▸ **文書抜粋**
· · ·

③ 休日労働手当単価(21万円÷160時間×1.35≒1773円)
5月労働分賃金×4時間18分=7624円
6月労働分賃金×13時間35分=2万4083円
7月労働分賃金×1時間30分=2538円

④ 深夜労働手当単価(21万円÷160時間×1.50-1,641≒329円)
5月労働分賃金×7分=38円
6月労働分賃金×1時間44分=570円
7月労働分賃金×18分=99円

(3)年次有給休暇
⑤ 年次有給休暇手当(21万円÷160時間×8時間≒1万504円)
6月取得分×3日分=3万1512円
7月取得分×4日分=4万2016円

① + ② + ③ + ④ + ⑤ の合計55万8631円

5.犯罪性について
(1)労働基準法第24条違反について
① 構成要件該当性について
 前述3、4のとおり、被告訴人らは、告訴人の5月労働分賃金のうち8万4千円を、6月労働分賃金のうち18万9867円を、7月労働分賃金のうち8万9401円を、それぞれ所定支払日である翌月25日に支払わなかったものであることから、被告訴人らの行為は、労働基準法第24条違反の構成要件に該当するものである。

② 違法性について
 前述5(1)①のとおり、労働基準法第24条違反の構成要件に該当することから違法性の推定がなされることに加え、告訴人においては、本来であれば支給されるべき合計36万3268円を支給されず、労働契約の根幹をなす「賃金」の支払いが履行されないという労働者への著しい損害が発生しており、重大な法益侵害が認められることから、被告訴人らの行為には可罰的な違法性が認められるものである。

③ 有責性について
 被告訴人事業所において、給与等の不払いが生じたのは告訴人1名のみである。被告訴人らは、前述3.(7)に記載のとおり、勤務の実態の有無に関わらず、自分たちの判断で「認めない」旨を明言している。また、被告訴人事業所の過失により体調を崩し在宅勤務にて対応せざるを得ない被告人の状態を知りながら、被告人の状態を一切考慮せず、被告人には勤怠報告が不可能な方法へ勤怠管理システムを変更したものであり、被告人らの意図的な賃金未払いの作為が窺える。
本件未払いは、告訴人の勤務実態の存在を認識しながら告訴人に給与等を払うまいとする被告訴人らの意図により発生したものであり、所定の賃金を支払うことは十分可能であったにもかかわらず、被告訴人らは敢えて所定の賃金を支払わなかったものであり、その責任は重大である。

④ 法益侵害性について
 被告訴人らの違法行為により、告訴人においては、本来であれば支給されるべき合計36万3268円を支給されず、労働契約の根幹をなす「賃金」の支払いが履行されないという労働者への著しい損害が発生しており、重大な法益侵害が認められる。

以上から、被告訴人らの行為は、労働基準法第24条違反の犯罪構成要件に該当する、違法且つ有責な行為であり、法益侵害性も認められることから、刑法上の犯罪行為であることは明白である。

· · ·

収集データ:
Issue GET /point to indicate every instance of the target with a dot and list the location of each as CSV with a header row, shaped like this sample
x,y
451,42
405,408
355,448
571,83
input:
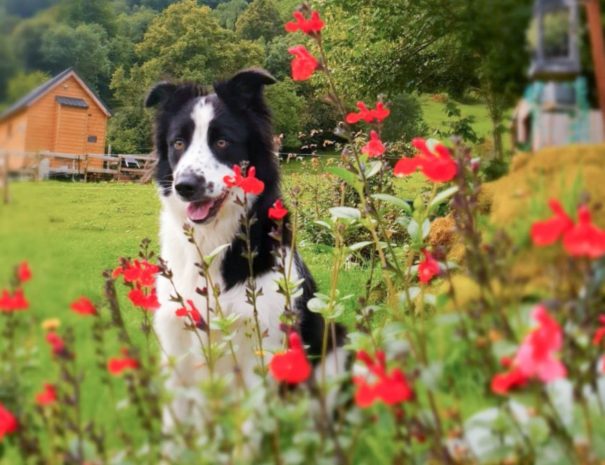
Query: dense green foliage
x,y
473,51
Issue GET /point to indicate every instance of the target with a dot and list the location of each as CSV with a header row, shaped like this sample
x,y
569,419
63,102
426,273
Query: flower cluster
x,y
583,239
292,366
193,313
378,114
249,183
140,276
535,358
389,387
434,160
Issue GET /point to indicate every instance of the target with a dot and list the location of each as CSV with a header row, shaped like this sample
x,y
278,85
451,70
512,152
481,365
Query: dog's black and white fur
x,y
199,137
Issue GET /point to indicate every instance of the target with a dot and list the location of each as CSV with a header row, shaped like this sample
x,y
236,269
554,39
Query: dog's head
x,y
200,136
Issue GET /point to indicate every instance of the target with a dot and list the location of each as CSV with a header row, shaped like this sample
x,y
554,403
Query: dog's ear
x,y
245,89
159,93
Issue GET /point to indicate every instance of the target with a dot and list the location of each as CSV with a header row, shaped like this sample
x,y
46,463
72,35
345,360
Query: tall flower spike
x,y
311,26
434,160
584,239
374,148
292,366
304,64
428,268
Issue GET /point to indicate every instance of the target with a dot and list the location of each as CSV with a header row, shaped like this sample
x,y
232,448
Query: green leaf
x,y
346,213
359,245
442,197
394,201
347,176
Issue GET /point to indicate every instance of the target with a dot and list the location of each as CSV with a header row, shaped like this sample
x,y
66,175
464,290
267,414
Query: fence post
x,y
5,188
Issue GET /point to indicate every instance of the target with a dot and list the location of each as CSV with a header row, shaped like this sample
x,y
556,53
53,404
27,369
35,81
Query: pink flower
x,y
535,358
304,64
389,387
13,302
84,306
374,148
435,162
277,212
250,184
428,268
292,366
307,26
549,231
8,422
584,239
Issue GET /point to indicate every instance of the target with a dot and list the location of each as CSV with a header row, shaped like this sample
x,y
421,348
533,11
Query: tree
x,y
288,112
89,12
260,20
7,66
185,42
22,83
83,47
228,12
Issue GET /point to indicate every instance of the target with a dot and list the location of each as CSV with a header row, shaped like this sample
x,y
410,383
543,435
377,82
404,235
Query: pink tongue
x,y
198,211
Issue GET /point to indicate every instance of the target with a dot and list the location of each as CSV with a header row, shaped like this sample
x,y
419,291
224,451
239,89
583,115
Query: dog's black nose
x,y
190,187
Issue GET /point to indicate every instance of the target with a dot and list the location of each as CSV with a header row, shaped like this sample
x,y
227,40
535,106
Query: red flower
x,y
535,358
193,313
391,388
375,147
547,232
277,212
8,422
584,239
380,113
435,162
24,273
118,365
84,306
14,302
292,366
307,26
304,64
250,184
48,396
138,272
600,332
56,343
145,301
428,268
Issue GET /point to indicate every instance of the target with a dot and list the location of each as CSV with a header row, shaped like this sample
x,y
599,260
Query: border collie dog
x,y
199,137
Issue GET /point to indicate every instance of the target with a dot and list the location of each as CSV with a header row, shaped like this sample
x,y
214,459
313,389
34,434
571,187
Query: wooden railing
x,y
31,164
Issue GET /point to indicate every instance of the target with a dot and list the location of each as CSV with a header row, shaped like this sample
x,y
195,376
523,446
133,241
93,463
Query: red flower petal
x,y
304,64
84,306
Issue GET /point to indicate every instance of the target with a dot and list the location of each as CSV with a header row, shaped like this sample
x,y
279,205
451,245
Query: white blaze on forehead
x,y
199,159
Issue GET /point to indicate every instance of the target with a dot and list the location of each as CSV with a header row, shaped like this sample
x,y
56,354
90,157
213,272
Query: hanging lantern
x,y
553,37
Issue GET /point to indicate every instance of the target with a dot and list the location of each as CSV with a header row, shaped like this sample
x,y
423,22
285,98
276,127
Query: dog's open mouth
x,y
203,210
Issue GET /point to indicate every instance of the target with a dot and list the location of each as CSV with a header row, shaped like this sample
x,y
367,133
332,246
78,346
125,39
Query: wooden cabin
x,y
63,115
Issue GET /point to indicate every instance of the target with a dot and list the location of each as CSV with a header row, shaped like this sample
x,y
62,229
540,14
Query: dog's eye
x,y
221,144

· · ·

▸ **課題**
1. 文書抜粋のうち、「① + ② + ③ + ④ + ⑤」から「な賃金未払いの作為が窺える。」までの全文を、一字も変えずに引用せよ。
2. 文書抜粋で「(1)労働基準法第24条違反について」の下に置かれた小見出しを、出てくる順にすべて挙げよ。
文書抜粋の内容だけを根拠にすること。

▸ **解答例**
1.
① + ② + ③ + ④ + ⑤ の合計55万8631円

5.犯罪性について
(1)労働基準法第24条違反について
① 構成要件該当性について
 前述3、4のとおり、被告訴人らは、告訴人の5月労働分賃金のうち8万4千円を、6月労働分賃金のうち18万9867円を、7月労働分賃金のうち8万9401円を、それぞれ所定支払日である翌月25日に支払わなかったものであることから、被告訴人らの行為は、労働基準法第24条違反の構成要件に該当するものである。

② 違法性について
 前述5(1)①のとおり、労働基準法第24条違反の構成要件に該当することから違法性の推定がなされることに加え、告訴人においては、本来であれば支給されるべき合計36万3268円を支給されず、労働契約の根幹をなす「賃金」の支払いが履行されないという労働者への著しい損害が発生しており、重大な法益侵害が認められることから、被告訴人らの行為には可罰的な違法性が認められるものである。

③ 有責性について
 被告訴人事業所において、給与等の不払いが生じたのは告訴人1名のみである。被告訴人らは、前述3.(7)に記載のとおり、勤務の実態の有無に関わらず、自分たちの判断で「認めない」旨を明言している。また、被告訴人事業所の過失により体調を崩し在宅勤務にて対応せざるを得ない被告人の状態を知りながら、被告人の状態を一切考慮せず、被告人には勤怠報告が不可能な方法へ勤怠管理システムを変更したものであり、被告人らの意図的な賃金未払いの作為が窺える。

2.
① 構成要件該当性について
② 違法性について
③ 有責性について
④ 法益侵害性について